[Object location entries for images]

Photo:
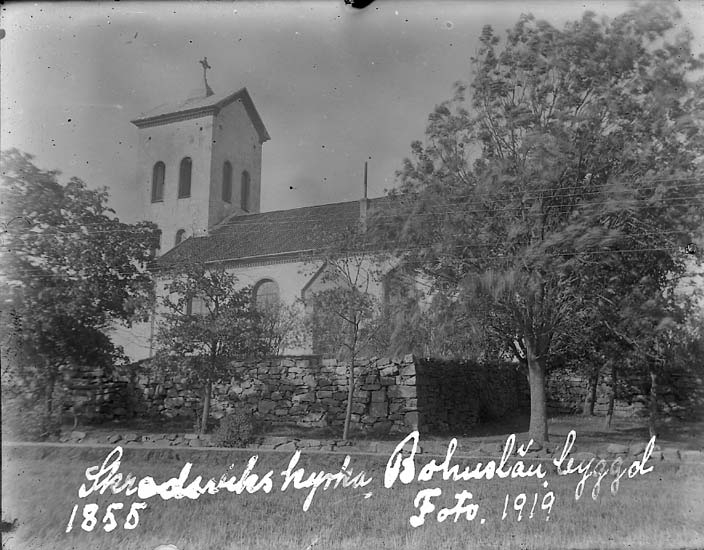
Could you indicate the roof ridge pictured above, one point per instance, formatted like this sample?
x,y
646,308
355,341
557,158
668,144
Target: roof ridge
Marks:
x,y
245,216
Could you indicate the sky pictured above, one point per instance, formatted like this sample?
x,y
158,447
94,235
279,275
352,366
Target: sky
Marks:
x,y
334,86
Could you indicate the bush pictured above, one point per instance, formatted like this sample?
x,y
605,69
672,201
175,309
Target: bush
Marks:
x,y
235,430
26,421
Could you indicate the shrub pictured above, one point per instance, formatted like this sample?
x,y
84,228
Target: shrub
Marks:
x,y
235,430
24,420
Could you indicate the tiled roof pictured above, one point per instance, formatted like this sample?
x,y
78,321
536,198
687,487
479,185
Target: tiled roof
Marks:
x,y
199,106
257,237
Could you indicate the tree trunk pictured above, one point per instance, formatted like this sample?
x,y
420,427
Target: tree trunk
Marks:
x,y
590,398
206,407
653,405
538,428
350,396
612,397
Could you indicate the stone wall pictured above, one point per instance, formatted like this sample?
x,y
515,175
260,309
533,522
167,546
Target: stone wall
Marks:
x,y
390,396
680,393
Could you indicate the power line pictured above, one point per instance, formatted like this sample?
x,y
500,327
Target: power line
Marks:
x,y
476,194
634,204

The request:
Turn the lines of all the records above into one numbered list, skipping any blank lines. Leave the pictures out of the list.

Correct output:
1. Photo:
2. Could you indicate the roof ridge pictured above, one point per instance, formatted like this sample?
3. x,y
4. 646,308
5. 355,341
6. 557,158
7. 668,144
8. Target: roof ridge
9. Marks:
10. x,y
11. 245,216
12. Could you indicate the sky pictured above, one point per instance, formatted like this sample?
13. x,y
14. 158,447
15. 94,235
16. 279,275
17. 352,366
18. Target: sky
19. Marks:
20. x,y
21. 334,86
22. Could you indicate the bush pictured above, one point per instance, formatted like this sample?
23. x,y
24. 605,69
25. 672,201
26. 175,309
27. Target: bush
28. Marks:
29. x,y
30. 235,430
31. 26,421
32. Could you indicate the shrub pictured above, one point per instance, formatted like this sample?
33. x,y
34. 84,228
35. Target: shrub
36. Marks:
37. x,y
38. 235,430
39. 24,420
40. Could you indicate the tiled roof pictured above, one point per instance, formatted like this sample?
41. x,y
42. 78,321
43. 536,198
44. 687,487
45. 479,185
46. Target: tiled roof
47. Marks:
48. x,y
49. 199,106
50. 257,237
51. Could you indicate the tree trunk pictured above, one point per instance, formatted like this sample?
52. x,y
53. 420,427
54. Target: tree trunk
55. Marks:
56. x,y
57. 590,398
58. 206,407
59. 653,405
60. 538,428
61. 350,396
62. 612,397
63. Could you indicate the stone wall pictured above, one point per instance, formatted like this sample?
64. x,y
65. 515,175
66. 260,309
67. 533,522
68. 167,546
69. Target: stone wall
70. Marks:
71. x,y
72. 390,396
73. 680,393
74. Could you indicate the power line pictured above, one point per instance, formatted like this sample?
75. x,y
76. 500,327
77. Target: power line
78. Marks:
79. x,y
80. 476,194
81. 634,204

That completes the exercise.